# [Problem]
A precise repetition of every line below is the required answer.

Data entries
§

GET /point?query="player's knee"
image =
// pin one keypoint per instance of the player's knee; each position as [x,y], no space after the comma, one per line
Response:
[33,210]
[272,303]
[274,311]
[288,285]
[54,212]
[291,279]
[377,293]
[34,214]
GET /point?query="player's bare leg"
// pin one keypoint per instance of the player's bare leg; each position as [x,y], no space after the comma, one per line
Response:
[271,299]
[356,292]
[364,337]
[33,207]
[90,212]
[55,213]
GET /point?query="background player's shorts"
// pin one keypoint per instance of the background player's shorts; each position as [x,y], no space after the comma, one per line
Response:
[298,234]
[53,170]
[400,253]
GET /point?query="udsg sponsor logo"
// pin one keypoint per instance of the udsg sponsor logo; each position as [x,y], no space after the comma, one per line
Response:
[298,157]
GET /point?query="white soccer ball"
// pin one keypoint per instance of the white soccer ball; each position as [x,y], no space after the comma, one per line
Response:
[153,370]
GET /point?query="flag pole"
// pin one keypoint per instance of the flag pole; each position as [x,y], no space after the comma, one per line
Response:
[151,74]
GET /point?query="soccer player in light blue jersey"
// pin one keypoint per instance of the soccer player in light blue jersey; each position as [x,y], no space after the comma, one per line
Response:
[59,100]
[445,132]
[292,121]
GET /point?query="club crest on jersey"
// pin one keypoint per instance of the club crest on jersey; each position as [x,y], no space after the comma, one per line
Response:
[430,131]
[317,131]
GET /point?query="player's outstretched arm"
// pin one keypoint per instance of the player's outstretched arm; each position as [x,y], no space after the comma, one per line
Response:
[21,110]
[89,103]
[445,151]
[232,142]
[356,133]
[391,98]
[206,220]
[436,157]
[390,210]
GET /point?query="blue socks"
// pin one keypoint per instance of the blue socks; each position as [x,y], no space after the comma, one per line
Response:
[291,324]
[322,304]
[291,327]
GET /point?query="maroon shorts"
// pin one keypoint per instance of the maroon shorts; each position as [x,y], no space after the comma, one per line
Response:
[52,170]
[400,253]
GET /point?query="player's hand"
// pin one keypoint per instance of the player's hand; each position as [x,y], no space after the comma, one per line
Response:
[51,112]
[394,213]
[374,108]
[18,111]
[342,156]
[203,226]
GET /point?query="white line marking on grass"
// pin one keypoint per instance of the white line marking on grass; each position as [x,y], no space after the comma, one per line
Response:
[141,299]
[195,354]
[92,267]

§

# [Solved problem]
GET /point?query="player's knee"
image =
// pin one keypoint per instance of the player's knee; each position as [x,y], no space after the comma, one per line
Response:
[33,210]
[272,303]
[274,311]
[288,285]
[54,212]
[291,279]
[377,293]
[34,214]
GET /point?query="player's bare leg"
// pin one keypoint per instance of the player's bare leg; each position as [x,y], no space after the comma, one per line
Response:
[271,299]
[356,292]
[364,337]
[33,207]
[90,212]
[55,213]
GET /point?query="background player's shorts"
// pin one keypoint per instance of the background player's shorts; each position as [x,y], no space after the comma, one per line
Response:
[298,234]
[53,170]
[400,253]
GET /point?query="udsg sponsor logo"
// pin one keypoint per instance of the udsg sponsor logo; each position as [x,y], no space after the comma, one per line
Response:
[298,157]
GET /point?query="white soccer ball"
// pin one keypoint per instance of the white soccer ball; each position as [x,y], no space after the comma, one per line
Response:
[153,370]
GET /point?query="flag pole"
// pin one keypoint per instance of the flag pole; each position as [x,y], no space after the comma, one per line
Response:
[151,74]
GET /point?query="soccer player in light blue jersey"
// pin one keypoint per instance of the soccer player in light blue jersey; each position as [x,y], no space after the comma, one per line
Response:
[59,100]
[445,132]
[292,121]
GET /point?query="club crest on jersey"
// pin one keypoint per instance of the club crest on jersey; each position as [x,y], no space after the comma, one per line
Response:
[430,131]
[317,131]
GET /point?query="player's outstretched arm"
// pin one keypoint per instance of the player's outstretched arm; each position as [x,y], no space after the comma, one per line
Response:
[21,110]
[89,103]
[445,151]
[232,142]
[356,133]
[391,98]
[206,220]
[436,157]
[390,210]
GET /point?query="blue socks"
// pin one keypoint per instance of the blue socks; each position as [x,y], no space after the comma, one per line
Response:
[291,324]
[322,304]
[291,327]
GET /point?query="maroon shorts"
// pin one keypoint per instance of the maroon shorts; each position as [x,y], no space after the comma, one per line
Response:
[52,170]
[400,253]
GET /point?query="player's hand"
// pin one keypoint per instance of the player's hand; each position as [x,y], no space after the comma, one per line
Response:
[51,112]
[394,213]
[374,108]
[18,111]
[342,156]
[203,226]
GET /point?query="white line marking on grass"
// pin one keypoint per instance of the white line marking on grass; each position as [x,y], no space after the comma, one per line
Response:
[141,299]
[195,354]
[92,267]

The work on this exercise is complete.